===== Article

# Lecture 4 Python Basics
__Math 3080: Fundamentals of Data Science__

Reading:
* [McKinney, *Python for Data Science*, Chapters 2-4](https://wesmckinney.com/book/python-basics)

Class notes are found through GitHub. As changes are made, they will automatically be uploaded to GitHub. A link to the repository is on Canvas.

## Installing Python
__MacOS__:
* Since MacOS is unix-based, python is automatically installed on your machine. Open a terminal and run `python`.

__Windows__:
1. Google CoLab
2. Anaconda or Miniconda
3. Install WSL on Python
4. Install Python directly

For now, I would recommend *Google CoLab*. If you want it locally, *Anaconda* is the easiest to work with. It does install a lot of extra (non-essential) packages, but this will work quite well until we get the hang of using Python. You can always learn how to install Python directly on your computer and/or WSL later (I'm happy to show you if you would like).

In addition to having Python on your computer, you will need a programming environment, or an Integrated Development Environment (IDE).

==========

## Task instructions
A – Rewrite the paragraph of the lecture notes that begins "For now, I would recommend" as a short list, keeping its main facts.
B – Say whether each statement agrees with the lecture notes, answering yes or no and quoting the deciding words: (i) On MacOS, Python comes already installed. (ii) Anaconda installs only the essential packages. (iii) The link to the class notes repository is posted on GitHub.
Rely on the lecture notes alone.

===== Data shown

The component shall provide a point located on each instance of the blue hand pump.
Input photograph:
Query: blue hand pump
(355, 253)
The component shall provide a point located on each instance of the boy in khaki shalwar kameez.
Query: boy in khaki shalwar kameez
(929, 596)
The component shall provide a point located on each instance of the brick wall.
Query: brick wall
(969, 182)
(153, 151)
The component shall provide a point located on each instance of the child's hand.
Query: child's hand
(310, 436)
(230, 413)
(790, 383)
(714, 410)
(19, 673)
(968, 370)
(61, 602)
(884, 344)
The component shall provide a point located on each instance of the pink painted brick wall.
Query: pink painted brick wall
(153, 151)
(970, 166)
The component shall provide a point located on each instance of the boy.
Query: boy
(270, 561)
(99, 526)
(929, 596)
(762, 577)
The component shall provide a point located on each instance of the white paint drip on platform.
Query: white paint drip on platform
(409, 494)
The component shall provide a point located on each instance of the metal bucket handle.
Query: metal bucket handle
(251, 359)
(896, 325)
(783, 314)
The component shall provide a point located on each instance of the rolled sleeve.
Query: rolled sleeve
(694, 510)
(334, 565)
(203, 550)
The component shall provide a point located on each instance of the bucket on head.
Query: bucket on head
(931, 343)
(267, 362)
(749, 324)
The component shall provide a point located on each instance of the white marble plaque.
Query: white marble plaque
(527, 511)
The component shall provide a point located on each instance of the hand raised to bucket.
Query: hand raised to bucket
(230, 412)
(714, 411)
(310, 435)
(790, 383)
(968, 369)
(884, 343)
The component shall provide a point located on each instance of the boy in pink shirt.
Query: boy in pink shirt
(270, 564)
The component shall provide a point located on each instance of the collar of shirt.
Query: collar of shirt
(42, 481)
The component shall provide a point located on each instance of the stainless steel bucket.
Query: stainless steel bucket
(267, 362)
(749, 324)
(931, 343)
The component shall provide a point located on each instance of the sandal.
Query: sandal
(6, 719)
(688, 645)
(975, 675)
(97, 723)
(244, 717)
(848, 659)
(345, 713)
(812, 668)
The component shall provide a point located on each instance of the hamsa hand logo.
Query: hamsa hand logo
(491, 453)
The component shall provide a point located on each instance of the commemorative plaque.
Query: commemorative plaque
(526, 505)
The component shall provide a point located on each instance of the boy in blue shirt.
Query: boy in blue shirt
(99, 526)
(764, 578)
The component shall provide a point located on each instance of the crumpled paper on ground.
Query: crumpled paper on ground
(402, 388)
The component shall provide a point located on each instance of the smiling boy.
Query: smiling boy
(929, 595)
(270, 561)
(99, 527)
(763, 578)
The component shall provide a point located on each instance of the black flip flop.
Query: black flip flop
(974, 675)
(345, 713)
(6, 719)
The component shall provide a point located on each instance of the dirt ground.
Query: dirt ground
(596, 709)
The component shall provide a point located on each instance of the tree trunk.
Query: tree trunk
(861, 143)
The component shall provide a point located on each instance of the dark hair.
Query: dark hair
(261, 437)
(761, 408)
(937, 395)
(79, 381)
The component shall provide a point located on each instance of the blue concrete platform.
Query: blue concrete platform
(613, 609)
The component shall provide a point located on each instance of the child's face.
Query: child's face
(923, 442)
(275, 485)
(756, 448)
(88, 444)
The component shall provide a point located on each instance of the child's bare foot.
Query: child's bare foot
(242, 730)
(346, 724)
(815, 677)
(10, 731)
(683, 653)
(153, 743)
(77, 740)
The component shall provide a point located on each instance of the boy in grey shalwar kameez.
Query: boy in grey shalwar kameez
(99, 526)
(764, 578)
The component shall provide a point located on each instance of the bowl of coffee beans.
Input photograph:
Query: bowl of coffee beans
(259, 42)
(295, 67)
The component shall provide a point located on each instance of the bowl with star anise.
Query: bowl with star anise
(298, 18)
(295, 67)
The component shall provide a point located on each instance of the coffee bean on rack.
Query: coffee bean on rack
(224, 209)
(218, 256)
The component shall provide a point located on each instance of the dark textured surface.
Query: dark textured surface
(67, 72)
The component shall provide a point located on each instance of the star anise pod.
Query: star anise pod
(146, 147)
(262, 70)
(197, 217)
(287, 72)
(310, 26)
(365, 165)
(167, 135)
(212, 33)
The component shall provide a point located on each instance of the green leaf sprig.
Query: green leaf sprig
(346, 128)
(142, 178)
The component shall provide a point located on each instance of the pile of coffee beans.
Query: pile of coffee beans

==========

## The responses
A –
- Google CoLab is recommended for now.
- For a local setup, Anaconda is the easiest option.
- Anaconda installs many extra, non-essential packages but works well while learning Python.
- Installing Python directly or through WSL can be learned later, and the instructor offers to show how.

B –
(i) Yes: "python is automatically installed on your machine"
(ii) No: "It does install a lot of extra (non-essential) packages"
(iii) No: "A link to the repository is on Canvas."